Please format every line of the items below as a JSON list of strings, one string per line and no blank lines. Leave the pictures out of your answer.

EXCERPTED RECORDS
'''

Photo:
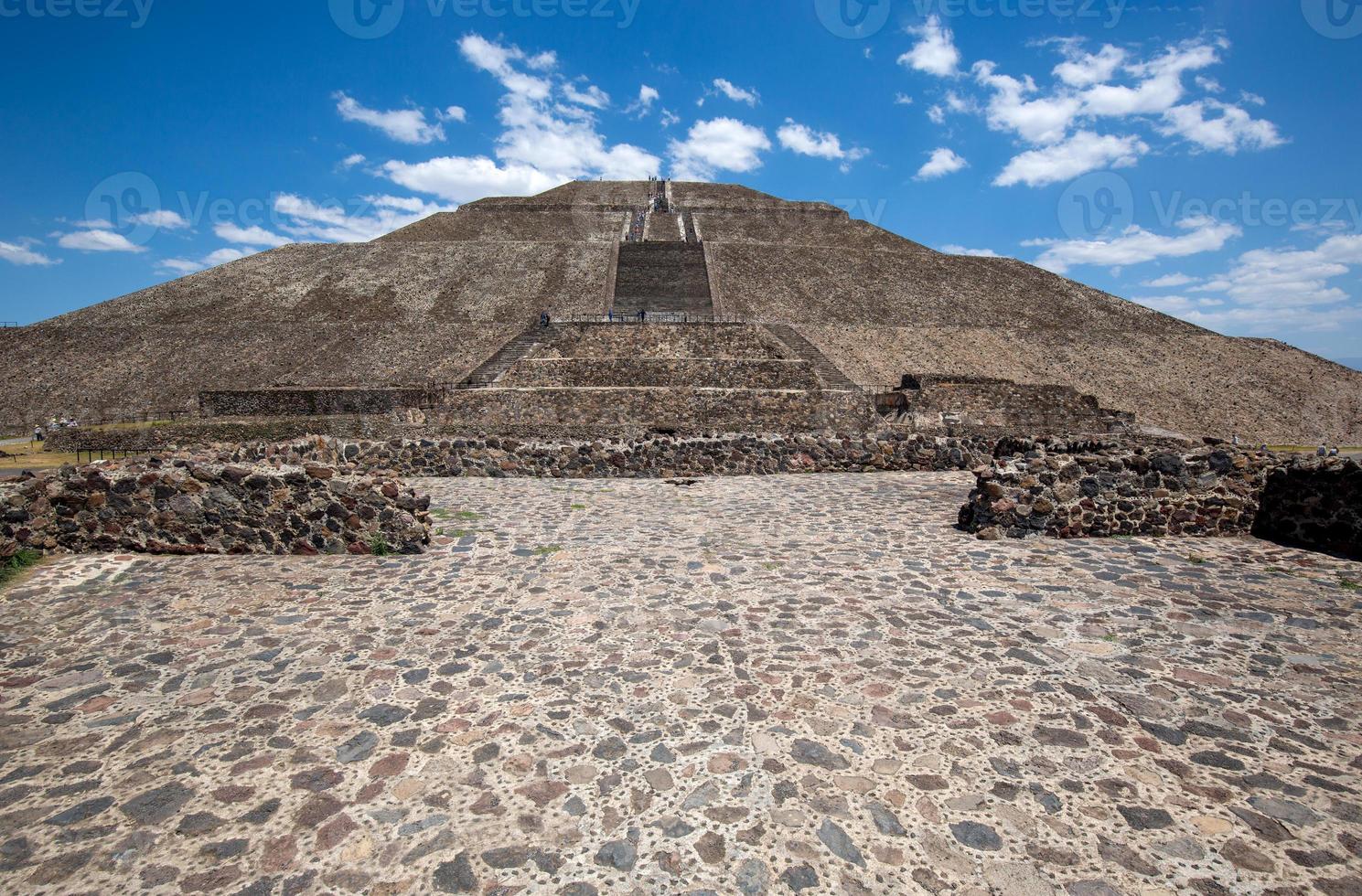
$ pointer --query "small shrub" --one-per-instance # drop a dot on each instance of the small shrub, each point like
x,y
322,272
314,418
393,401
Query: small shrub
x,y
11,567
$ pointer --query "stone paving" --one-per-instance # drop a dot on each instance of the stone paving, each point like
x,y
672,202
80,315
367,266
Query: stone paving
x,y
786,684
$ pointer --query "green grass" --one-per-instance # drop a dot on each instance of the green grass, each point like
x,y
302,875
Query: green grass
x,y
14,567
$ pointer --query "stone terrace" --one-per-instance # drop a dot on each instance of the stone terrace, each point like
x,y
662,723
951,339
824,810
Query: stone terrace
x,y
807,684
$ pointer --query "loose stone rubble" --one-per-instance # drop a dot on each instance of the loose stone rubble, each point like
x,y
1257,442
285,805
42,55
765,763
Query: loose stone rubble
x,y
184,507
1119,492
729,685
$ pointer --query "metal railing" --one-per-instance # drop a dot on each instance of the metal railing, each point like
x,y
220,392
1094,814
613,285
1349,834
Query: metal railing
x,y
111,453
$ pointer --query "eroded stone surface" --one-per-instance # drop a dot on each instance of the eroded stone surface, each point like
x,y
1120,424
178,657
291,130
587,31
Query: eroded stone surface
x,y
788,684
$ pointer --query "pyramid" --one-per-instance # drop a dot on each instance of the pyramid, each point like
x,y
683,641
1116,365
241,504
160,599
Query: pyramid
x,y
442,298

'''

OUTPUT OF THE EXERCISE
[
  "Photo:",
  "$ pointer --query \"small shrub\" --one-per-instance # drop a dot on each instance of the small shrub, each point like",
  "x,y",
  "322,272",
  "314,418",
  "393,401",
  "Query: small shrub",
  "x,y",
  "11,567",
  "$ pointer --query \"stone paving\" --one-per-instance # drop a dot on each instance of the stone paving, each point like",
  "x,y",
  "672,202",
  "80,315",
  "367,266",
  "Query: stone paving",
  "x,y",
  "786,684",
  "$ pointer --query \"green grass\" --one-per-instance # drop a dot on each instance of the green grass, each point like",
  "x,y",
  "302,875",
  "Query: green grass",
  "x,y",
  "14,567",
  "$ pointer --query \"stone terrace\" --one-per-instance # drop a dot on each instance of the stone terrace, each point like",
  "x,y",
  "662,723",
  "951,339",
  "824,810",
  "Query: stone terrace",
  "x,y",
  "807,684",
  "$ pointer --query \"loose stone rubble\" --one-per-instance # drop a dot on each instance of the loose stone rubble, each point like",
  "x,y",
  "1257,442",
  "285,805",
  "42,55",
  "765,763",
  "Query: loose stone rubble",
  "x,y",
  "184,507",
  "1119,492",
  "729,685",
  "$ pointer --query \"metal railing\" --one-per-instance # drop a dot on each instance of the metal railing, each point like",
  "x,y",
  "220,392",
  "1094,814",
  "613,285",
  "1349,834",
  "Query: metal railing",
  "x,y",
  "111,453",
  "$ pointer --query \"eroded stone surface\" --one-per-instance # drop a dot on each instance of the eroded stone surface, each point like",
  "x,y",
  "1120,424",
  "178,657",
  "291,130",
  "587,31",
  "Query: eroded stone surface",
  "x,y",
  "788,684",
  "$ pointer --query \"pyramid\" --one-per-instance # drop a dot on each instance of the pyramid, each point like",
  "x,y",
  "683,641",
  "1116,365",
  "241,504",
  "160,599",
  "Query: pyramid",
  "x,y",
  "442,298"
]